[SET TASK 1]: In the Cucumber post, what kind of tool does the writer call Cucumber?
[SET TASK 2]: Restate the Cucumber post starting with "Cucumber was only" and going on through "Ruby, C#, Js ....)", substituting "Playwright" for "selenium".
[SET TASK 3]: Continue the Cucumber post from its last sentence.

[PAGE EXCERPT]:
= = = = =

1) All those testing jargon we hear (the list is bigger than the link you shared) - It really depends on the scope of how much we want to test to feel assured and confident to release code to production. The scope "can" be infinite at times, however we are always pressed by time and deadlines, so we have to choose "what is most valuable testing"
2) And the most valuable testing is generally the ones that "matter to customer" (Of course back tracking and getting into details would eventually lead us all kinds of testing again) --- However in many firms there is far too much emphasis on testing for the "sake of testing" , rather than focusing on testing the "acceptance criteria"
3) So Cucumber helps all the roles/team members to focus energies on aligning with "what is most important" -- So as long as we stick to the team (3 amigos) agreeing on "what" to test in the cycles/sprints we have --- We derived a lot of benefit out of Cucumber
4) On the other hand, if we go into too much on the "how" part  (which tools , what languages, what patterns etc.) -- aka. software design, best practices and so on -- we might be losing the benefits of what Cucumber is supposed to do -- Hence the testing pyramid (Search for Matthew Wynne talks on how Cucumber should can touch all the layers in the testing pyramid)

5) Cucumber is a collaborative tool/framework -- NOT an awesome killer technology/tool/library that helps us do all kinds of testing (verification/validation etc) -- So we should look at Cucumber as helping us bring together different stakeholders on same page [Business Analysts, product owners, developers, testers et al.]. The instant we start seeing Cucumber as a ubiquitous technology than solves all inter-operability issues among all stacks [Java, Js, C#, Ruby..zillion others] ,we might be missing the real purpose.


Coming back to specifics to your question..

Cucumber was only the front layer -- the back n-layers of code that I have used and that touches various aspects of application are -- GUI using selenium, API's using rest&soap clients, message queues using apache mq for eg, mainframes using clients like terminal emulators, databases using whatever client libraries were provided by the libraries that existed in those stacks (Java, Ruby, C#, Js ....)

= = = = =

[RECORDED DATA]:
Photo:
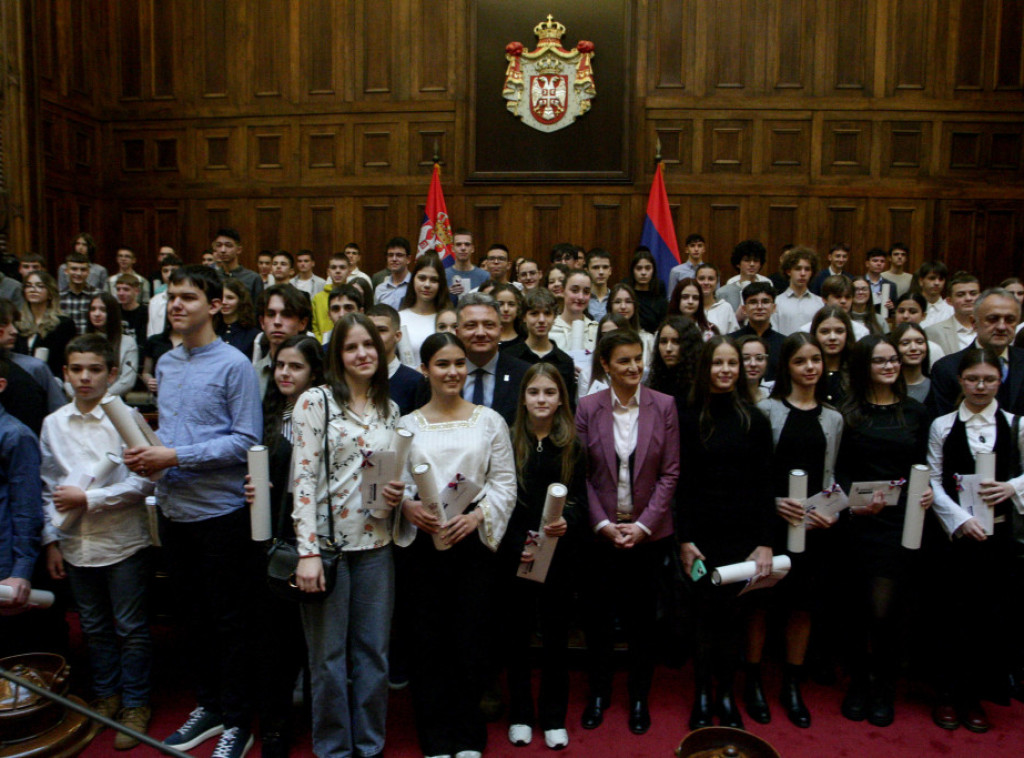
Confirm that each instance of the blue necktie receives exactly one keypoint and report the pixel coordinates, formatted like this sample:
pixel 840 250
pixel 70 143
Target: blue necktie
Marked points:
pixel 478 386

= = = = =

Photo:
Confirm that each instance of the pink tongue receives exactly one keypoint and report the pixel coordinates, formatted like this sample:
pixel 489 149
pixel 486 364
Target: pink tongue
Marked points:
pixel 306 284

= = = = =

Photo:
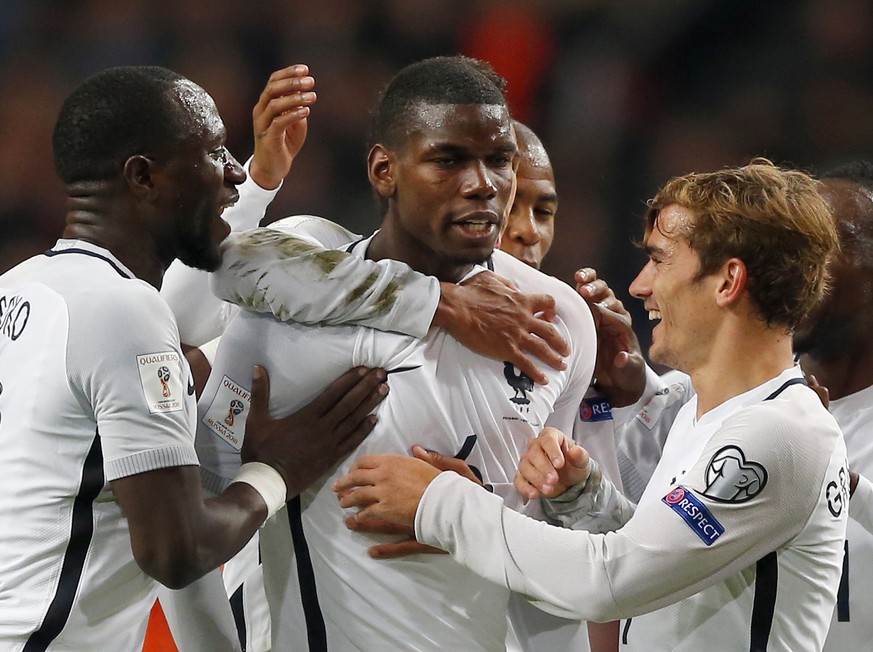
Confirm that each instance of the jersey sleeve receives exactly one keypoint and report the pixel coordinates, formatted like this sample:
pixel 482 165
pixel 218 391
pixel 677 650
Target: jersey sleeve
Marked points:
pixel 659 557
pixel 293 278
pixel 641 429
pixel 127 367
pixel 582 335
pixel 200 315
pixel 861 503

= = = = =

[RIGHT ANSWER 1]: A collaborative tool/framework.

[RIGHT ANSWER 2]:
Cucumber was only the front layer -- the back n-layers of code that I have used and that touches various aspects of application are -- GUI using Playwright, API's using rest&soap clients, message queues using apache mq for eg, mainframes using clients like terminal emulators, databases using whatever client libraries were provided by the libraries that existed in those stacks (Java, Ruby, C#, Js ....)

[RIGHT ANSWER 3]:
So we had two major purposes that Cucumber helped.
  • A common page for product owners, ba's and developers/programmers by describing acceptance criteria --- Business facing scenarios (Working pretty well)
  • Technical facing scenarios -- All those actual code behind's that only programmers can decipher (apis, mq's...)
We are dealing with figuring out ways to reduce complexity on the technical facing scenarios -- as they constantly evolve and it gets really difficult to have "declarative" style of Cucumber on these technical facing scenarios -- though we are trying to keep it simple and push the "how" complexities as low as possible down the stack [in the layers behind Cucumber]

Personally, I did NOT find a huge value add by using Cucumber to drive the unit tests, because only the developers in the team knew how those worked , product owners or testers hardly cared about those tests, so asking them to collaborate on this was probably not working for us especially when we had more pressing and valuable things like acceptance tests - though we initially started using Cucumber to touch all layers in the application. 

Overall, though we started boiling the ocean (aka. application layers) using Cucumber everywhere we can -- We are starting to realize that we need to address the Testing pyramid (http://www.seleniumframework.com/decision-models/choose-automation-solution-2/) by writing good tests at each layer. Those tests "if" mattered to all the 3 amigos, then use Cucumber, if they do NOT matter (for whatever reasons - time, money, skills, culture) , we are letting the experts (mostly developers) choose whatever works.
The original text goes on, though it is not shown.